Continue the article about the Gallup poll on Americans' views of evolution, picking up right after its last sentence.
(Source passage Opens)
What’s Driving America’s Evolution Divide?
Gallop’s latest poll on evolution, taken in May, shows younger Americans rejecting creationism and embracing the idea that evolution is a purely naturalistic process—bad news for evangelical Christianity. The poll has asked the same questions since 1982, providing a provocative look at where America has been and may be heading.
Every two years, respondents have been asked: “[W]hich of the following statements comes closest to your views on the origin and development of human beings?” The three responses are:
—“Human beings have developed over millions of years from less advanced forms
of life, but God guided this process.”
—“Human beings have developed over millions of years from less advanced forms of life, but God had no part in this process.”
—“God created human beings pretty much in their present form at one time within the last 10,000 years or so.”
The numbers fluctuate, of course, but some trends can be discerned. The latest poll shows a significant jump from 15 to 19 percent of the population who believe that God plays no role in human origins. This coincides with—and is certainly related to—other polls showing that the “nones” (those with no religious affiliation) are the fastest growing “religion” in the United States. Growth of the nones is a hot topic among American evangelicals. It is their pews that are emptying out and their positions on things like gay marriage, abortion, the role of women, and evolution that are being blamed for young people abandoning their churches. Thirty percent of college students now identify as nones. This coincides with greater acceptance of evolution among the younger demographic.
The “God plays no role” category is the only one on the Gallup poll with a consistent trajectory, rising steadily from nine percent in 1982 and reaching 19 percent this year, with only two one-percent regressions along the way. In contrast, the creationist position—God created humans 10,000 years ago—has held steady around 44 percent, with only minor fluctuations.
The God-guided-human-evolution category came in at its lowest point ever, however, which is the most curious feature of the new poll. Two consecutive declines have taken it from 38 percent in 2010—where it has hovered for decades—to 31 percent today.
The trajectories of these numbers are suggestive and correlate with other things we know. For example, young people who abandon organized religion often blame the “anti-science” culture of their church for their disenchantment. Religiosity, naturally, is highly correlated with rejection of evolution, so we should expect to see the “God plays no role” demographic increase unless something reverses the exodus of young people from the church. This seems unlikely, however, as the more significant issue of gay marriage has created an unbridgeable gap between most religious traditions and their young people. I talk to college students for a living, and somewhere near 100 percent of them reject their church’s position on gay marriage. And that number that is steadily hardening.
(Source passage Closes)
(Provided material Opens)
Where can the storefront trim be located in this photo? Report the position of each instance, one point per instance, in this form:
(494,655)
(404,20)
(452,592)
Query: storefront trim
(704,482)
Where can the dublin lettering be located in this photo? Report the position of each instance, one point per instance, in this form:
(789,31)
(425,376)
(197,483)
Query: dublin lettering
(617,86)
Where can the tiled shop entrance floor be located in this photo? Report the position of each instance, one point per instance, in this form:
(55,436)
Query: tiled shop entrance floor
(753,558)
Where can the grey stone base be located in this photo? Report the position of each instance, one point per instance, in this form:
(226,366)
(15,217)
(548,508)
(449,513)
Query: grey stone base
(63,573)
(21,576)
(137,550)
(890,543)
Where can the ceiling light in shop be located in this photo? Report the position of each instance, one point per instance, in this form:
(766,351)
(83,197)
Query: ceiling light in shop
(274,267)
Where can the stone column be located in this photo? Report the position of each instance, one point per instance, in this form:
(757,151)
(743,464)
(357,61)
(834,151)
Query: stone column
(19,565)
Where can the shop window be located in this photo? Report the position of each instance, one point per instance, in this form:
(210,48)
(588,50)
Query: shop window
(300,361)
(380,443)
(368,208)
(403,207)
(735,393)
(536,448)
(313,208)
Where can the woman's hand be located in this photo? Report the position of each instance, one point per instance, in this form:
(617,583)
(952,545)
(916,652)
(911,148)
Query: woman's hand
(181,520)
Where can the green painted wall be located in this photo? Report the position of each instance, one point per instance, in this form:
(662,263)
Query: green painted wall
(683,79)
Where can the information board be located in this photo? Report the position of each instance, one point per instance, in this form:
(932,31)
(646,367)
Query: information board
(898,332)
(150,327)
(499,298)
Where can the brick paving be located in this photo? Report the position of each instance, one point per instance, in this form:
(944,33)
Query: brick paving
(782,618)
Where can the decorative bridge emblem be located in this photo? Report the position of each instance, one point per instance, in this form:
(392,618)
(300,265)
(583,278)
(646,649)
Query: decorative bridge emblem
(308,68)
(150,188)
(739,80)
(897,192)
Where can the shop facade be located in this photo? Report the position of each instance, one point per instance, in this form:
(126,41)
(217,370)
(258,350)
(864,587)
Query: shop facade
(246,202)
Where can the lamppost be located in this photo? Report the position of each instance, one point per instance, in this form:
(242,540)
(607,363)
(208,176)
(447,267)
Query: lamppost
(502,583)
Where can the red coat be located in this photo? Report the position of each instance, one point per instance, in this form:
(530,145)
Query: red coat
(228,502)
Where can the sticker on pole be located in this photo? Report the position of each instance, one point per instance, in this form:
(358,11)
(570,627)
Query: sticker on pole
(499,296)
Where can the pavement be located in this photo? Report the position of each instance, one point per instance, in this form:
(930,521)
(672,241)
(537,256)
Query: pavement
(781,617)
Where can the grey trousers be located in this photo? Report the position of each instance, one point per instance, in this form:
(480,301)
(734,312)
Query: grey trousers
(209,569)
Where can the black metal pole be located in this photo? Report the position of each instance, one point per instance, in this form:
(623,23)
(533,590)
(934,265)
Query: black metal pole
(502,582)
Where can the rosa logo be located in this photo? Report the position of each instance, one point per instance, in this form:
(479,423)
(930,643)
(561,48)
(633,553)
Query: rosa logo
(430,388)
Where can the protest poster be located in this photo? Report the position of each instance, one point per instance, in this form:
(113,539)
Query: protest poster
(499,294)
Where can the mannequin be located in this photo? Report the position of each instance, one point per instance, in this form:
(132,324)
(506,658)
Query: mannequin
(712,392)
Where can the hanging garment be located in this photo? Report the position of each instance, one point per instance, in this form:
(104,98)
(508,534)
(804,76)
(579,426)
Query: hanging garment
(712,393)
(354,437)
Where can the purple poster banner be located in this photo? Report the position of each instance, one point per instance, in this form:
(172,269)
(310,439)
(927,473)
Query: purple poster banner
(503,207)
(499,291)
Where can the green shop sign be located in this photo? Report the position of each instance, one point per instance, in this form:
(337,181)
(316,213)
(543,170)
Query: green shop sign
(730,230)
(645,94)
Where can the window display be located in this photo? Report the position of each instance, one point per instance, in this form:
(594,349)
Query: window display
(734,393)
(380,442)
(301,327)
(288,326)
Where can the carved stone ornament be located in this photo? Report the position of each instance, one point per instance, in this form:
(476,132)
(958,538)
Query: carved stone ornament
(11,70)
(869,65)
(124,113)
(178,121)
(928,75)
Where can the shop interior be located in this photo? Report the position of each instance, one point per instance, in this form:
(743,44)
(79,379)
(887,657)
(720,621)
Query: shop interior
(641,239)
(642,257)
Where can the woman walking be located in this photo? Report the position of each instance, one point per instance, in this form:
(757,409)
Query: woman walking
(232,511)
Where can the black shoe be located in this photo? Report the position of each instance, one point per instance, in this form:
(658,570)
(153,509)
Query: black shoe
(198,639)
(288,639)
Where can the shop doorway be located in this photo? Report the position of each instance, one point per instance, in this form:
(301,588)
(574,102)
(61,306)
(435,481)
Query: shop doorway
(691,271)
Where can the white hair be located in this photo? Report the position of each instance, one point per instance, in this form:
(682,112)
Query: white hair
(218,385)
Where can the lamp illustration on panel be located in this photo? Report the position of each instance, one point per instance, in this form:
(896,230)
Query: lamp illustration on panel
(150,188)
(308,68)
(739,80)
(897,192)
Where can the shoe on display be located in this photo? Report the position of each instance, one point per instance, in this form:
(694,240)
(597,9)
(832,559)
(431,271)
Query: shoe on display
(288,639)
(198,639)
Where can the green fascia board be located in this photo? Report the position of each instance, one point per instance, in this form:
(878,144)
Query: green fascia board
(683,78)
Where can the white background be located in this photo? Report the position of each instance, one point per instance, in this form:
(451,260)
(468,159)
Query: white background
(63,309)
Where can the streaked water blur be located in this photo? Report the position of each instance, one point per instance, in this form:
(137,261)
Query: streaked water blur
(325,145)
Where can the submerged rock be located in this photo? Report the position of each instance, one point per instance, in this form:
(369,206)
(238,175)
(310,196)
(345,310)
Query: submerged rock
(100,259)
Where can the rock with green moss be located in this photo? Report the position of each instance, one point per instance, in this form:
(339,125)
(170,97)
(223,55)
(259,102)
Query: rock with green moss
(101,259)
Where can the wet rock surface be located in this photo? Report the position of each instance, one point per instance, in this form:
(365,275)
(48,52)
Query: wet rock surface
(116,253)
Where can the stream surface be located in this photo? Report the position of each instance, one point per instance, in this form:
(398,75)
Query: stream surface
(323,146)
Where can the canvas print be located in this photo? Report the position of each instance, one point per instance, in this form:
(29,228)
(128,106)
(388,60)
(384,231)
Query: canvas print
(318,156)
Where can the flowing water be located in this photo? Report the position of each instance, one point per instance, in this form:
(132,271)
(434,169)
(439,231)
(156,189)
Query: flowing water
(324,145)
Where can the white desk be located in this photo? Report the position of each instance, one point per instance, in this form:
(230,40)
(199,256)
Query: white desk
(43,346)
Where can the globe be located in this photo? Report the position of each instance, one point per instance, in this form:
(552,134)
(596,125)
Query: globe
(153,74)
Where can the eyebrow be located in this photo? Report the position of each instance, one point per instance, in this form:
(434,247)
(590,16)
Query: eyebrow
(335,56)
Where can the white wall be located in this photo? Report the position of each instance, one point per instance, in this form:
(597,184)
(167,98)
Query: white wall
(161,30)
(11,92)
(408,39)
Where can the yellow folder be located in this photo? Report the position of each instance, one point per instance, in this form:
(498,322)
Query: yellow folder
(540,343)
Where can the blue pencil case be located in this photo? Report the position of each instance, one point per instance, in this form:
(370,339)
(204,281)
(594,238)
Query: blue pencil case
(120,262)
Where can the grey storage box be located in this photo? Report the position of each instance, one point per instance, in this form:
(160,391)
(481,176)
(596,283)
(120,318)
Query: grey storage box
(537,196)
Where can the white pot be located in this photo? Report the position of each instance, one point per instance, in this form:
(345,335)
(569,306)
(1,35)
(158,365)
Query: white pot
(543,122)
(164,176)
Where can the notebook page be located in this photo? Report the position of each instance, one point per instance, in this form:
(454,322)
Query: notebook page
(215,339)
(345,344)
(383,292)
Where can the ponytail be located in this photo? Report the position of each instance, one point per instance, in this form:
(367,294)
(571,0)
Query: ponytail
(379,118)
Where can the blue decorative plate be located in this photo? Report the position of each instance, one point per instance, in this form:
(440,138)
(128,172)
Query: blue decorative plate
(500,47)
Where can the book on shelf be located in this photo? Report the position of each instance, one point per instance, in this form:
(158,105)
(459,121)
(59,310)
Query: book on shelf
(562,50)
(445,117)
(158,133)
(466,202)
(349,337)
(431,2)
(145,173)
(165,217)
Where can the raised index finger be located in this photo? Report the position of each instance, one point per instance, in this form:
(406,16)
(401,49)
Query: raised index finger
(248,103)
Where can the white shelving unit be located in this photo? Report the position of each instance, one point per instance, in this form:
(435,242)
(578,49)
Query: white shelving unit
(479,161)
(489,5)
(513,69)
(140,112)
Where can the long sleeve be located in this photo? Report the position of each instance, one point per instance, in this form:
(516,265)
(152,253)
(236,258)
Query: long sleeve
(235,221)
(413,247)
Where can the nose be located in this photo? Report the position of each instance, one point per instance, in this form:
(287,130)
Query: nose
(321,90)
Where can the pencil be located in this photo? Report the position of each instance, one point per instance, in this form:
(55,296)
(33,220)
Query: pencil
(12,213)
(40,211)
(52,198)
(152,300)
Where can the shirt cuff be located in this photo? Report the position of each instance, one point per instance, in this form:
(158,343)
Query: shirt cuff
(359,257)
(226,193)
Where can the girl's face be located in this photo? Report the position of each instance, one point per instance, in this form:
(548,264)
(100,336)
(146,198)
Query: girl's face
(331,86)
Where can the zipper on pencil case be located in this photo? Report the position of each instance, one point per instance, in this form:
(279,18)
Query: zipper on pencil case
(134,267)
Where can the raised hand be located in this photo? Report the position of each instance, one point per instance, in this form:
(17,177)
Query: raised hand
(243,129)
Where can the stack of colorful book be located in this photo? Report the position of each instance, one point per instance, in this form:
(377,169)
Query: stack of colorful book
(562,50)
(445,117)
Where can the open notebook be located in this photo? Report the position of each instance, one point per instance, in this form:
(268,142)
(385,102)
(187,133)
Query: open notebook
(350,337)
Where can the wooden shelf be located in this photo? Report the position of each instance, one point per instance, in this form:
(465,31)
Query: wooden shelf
(Provided material Closes)
> _Task output_:
What is of greater interest to me, however, is the failure of the “middle ground” to capture more support. Believing that God guides evolution in some unspecified way is a “have-your-cake-and-eat-it-too” position, and I would have expected movement into this category. You can accept the science you learned in high school and simply affirm that, in some undefined sense, evolution is “God’s way of creating.” This is known as theistic evolution or evolutionary creation and has been championed vigorously by people like Francis Collins, Ken Miller (although he rejects the label) Sir John Polkinghorne, myself, and others. The BioLogos organization that Collins and I launched a few years ago, and the more recently formed Colossian Forum promote this view. And it is also the view that has been consistently—if quietly—promoted at most of America’s evangelical colleges for decades. So why is it moving backwards rather than forwards?
This is an important question for the future of both American science and American Christianity. It matters to science because religiously generated suspicion of established science by well-funded right-wing groups like Answers in Genesis and the Discovery Institute undermines our ability to deal with practical problems, like climate change and vaccinations, as well as educate the next generation of scientists. (And this is in addition to the science denialism on the left. It also matters to religion because young American Christians, by the thousands, are rejecting a religion that tells them to reject science. Many respondents to the Gallup survey apparently perceive the choice to be between evolution and God, rather than between evolution-without-God and evolution-with-God.
My flag has been planted in this failing middle ground since before Gallup started asking people to choose sides. But, over those several decades I have been disappointed in how little progress we have made in articulating what it means to say that “God Guides Evolution.” When the Intelligent Design movement got started, many of us were hopeful that it might move the conversation forward, but it remains mired in the same anti-evolutionary quicksand that gobbled up its predecessor, scientific creationism. It can do little more than say that God—or, they would insist, “an unknown intelligence”—is the explanation for this or that evolutionary puzzle.
Evolutionary creation/theistic evolution doesn’t fare much better, however. We can’t explain the difference between our position—“God guides evolution”—and that of the atheists—“evolution runs by itself.” Even such a basic question as the historicity of Adam and Eve is so divisive among evolutionary creationists that many propose a roster of mutually exclusive possibilities rather than address the question directly.
The latest poll suggests that the most robust positions on human origins in America are at the extremes, with an uneasy middle ground. In origins, as in Washington politics, moderates are slowly going extinct.